Answer these questions using the forum thread about Apple reseller pricing:
1. What was the price of the ADC to VGA adapter that ColBalt tried to buy?
2. How long did ColBalt say the walk to CPUsed took?
3. According to guytoronto, what do resellers sell to make their money?

=== Excerpt provided ===
··········

Now I have often wondered what kind of an agreement Apple has with their dealers - so of course I could be totally wrong here...


----------



## BobbyFett (Jan 12, 2005)

CSC sucks hard. Horrible service, horrible staff.


----------



## guytoronto (Jun 25, 2005)

Blood_Lust said:


> they priced an iBook 14" TFT 1.33ghz 256MB Combo Drive, AE at $1649.99. SAME PRICE OF THE NEW 1.42ghz from apple


It's possible their system made an error. The price drop only happened a couple days ago. Sometimes it's best not to jump to conclusions.



Blood_Lust said:


> They even quoted an upgrade of 256MB RAM at $99 while you can get it at Apple at $97!! WTF!!


Apple makes it's $$$ by selling computers. Resellers make their $$$ by selling RAM and Hard Drives. If you are freakin' out over $2, you need your head checked.



ColBalt said:


> I tried to buy a ADC to VGA adaper recently for $49.99.
> The guy said I would not find it any were else for less. LIES! I walked to CPUsed and it was $10 bucks less. WTF


A sales guy lied to you to try to close the sale? Really? Are you serious? Holy smokes! Believe it or not, all retailers do NOT sell the same things at the same price. This is how resellers make MONEY. This is how they stay in BUSINESS. How long did it take to walk from CSC to CPUsed? An hour? Is an hour of your time worth $10?


----------



## ColBalt (May 16, 2005)

guytoronto said:


> A sales guy lied to you to try to close the sale? Really? Are you serious? Holy smokes! Believe it or not, all retailers do NOT sell the same things at the same price. This is how resellers make MONEY. This is how they stay in BUSINESS. How long did it take to walk from CSC to CPUsed? An hour? Is an hour of your time worth $10?


Sales and service staff are there to help you. If your happy being lied to, so be it. But I will take my buiness somewhere else. 
And I don't know how slow you walk, but I made the trek in less then 45Min. It's worth it when I don't get ripped off and lied to.


----------



## guytoronto (Jun 25, 2005)

ColBalt said:


> Sales staff are there to help you.


There's the problem. You misunderstand the purpose of sales staff. They are there to SELL. Nothing else. Everything they do is a means to the end. They will help you if they get a sale out of it. Sales people that help all day and never sell don't last in sales.

Service people are there to service equipment.

Neither sales or service staff are there to help you find somebody who sells it cheaper than them.

When a sales guy says "You won't find it cheaper anywhere else...", of COURSE he's lying. He's just trying to close the sale. There is no way for him to know what every other place is selling it at.

FYI, all the stuff people by in the Mac shops around town, I guarantee you, somebody sells it for cheaper somewhere else.


----------



## CarbonJohn (Mar 26, 2005)

··········

=== Entries supplied ===
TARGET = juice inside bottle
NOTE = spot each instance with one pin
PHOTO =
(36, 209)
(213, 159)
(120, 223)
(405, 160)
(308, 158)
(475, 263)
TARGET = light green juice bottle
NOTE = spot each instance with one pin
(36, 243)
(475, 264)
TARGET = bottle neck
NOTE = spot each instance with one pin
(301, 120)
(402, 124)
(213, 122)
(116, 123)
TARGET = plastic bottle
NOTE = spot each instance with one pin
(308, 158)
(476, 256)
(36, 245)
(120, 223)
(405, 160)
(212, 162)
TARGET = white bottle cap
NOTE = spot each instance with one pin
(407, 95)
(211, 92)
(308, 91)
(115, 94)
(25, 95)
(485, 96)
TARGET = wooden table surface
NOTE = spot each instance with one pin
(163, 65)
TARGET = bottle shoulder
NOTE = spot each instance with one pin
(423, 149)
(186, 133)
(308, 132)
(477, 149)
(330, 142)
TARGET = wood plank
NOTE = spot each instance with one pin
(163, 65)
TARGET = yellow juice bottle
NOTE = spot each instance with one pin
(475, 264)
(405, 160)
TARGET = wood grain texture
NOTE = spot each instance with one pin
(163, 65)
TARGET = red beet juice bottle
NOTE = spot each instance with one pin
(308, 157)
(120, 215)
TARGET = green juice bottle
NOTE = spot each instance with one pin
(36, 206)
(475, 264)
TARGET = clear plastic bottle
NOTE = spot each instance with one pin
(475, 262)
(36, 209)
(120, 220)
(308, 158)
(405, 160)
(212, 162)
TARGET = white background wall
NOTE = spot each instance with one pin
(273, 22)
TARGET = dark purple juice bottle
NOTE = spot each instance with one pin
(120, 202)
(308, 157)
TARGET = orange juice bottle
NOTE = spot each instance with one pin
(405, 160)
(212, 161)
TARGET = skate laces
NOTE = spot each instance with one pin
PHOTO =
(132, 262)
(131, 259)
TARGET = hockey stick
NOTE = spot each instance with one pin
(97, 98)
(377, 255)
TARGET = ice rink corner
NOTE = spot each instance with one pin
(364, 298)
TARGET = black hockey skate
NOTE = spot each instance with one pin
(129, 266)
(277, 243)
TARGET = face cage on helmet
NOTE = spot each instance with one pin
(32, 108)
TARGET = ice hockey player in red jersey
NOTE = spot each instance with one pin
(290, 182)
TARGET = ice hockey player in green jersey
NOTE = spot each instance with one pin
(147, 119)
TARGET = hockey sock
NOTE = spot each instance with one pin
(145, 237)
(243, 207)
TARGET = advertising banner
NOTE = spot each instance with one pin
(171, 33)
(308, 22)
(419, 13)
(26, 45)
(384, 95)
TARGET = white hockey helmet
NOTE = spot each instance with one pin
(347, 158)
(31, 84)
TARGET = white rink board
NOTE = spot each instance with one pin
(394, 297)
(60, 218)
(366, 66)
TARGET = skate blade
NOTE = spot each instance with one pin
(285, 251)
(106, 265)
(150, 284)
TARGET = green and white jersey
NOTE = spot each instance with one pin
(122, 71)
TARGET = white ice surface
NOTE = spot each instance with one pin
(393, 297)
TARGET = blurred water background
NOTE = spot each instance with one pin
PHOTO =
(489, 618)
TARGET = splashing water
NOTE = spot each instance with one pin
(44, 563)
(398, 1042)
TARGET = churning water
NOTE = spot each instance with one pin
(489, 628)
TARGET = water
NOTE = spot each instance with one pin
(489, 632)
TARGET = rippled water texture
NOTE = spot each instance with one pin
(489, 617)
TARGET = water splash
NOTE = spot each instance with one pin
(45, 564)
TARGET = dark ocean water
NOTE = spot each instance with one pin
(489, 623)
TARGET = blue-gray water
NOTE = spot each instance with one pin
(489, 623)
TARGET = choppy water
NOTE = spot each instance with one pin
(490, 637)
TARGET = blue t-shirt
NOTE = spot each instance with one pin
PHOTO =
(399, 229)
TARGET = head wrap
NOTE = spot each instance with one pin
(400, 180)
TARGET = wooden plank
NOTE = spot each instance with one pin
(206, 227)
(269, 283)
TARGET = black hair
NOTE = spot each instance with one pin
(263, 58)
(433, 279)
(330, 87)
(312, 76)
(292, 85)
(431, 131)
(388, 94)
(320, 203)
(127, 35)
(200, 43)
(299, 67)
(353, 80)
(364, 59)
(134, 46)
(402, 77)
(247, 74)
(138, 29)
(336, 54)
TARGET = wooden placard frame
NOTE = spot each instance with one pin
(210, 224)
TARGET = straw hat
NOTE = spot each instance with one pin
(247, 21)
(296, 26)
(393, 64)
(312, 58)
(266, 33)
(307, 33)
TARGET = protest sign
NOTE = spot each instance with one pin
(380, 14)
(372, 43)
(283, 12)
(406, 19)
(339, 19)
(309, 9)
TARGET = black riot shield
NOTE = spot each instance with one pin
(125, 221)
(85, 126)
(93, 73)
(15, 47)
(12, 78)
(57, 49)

··········

=== Answer to this task ===
1. $49.99
2. Less than 45 minutes
3. RAM and hard drives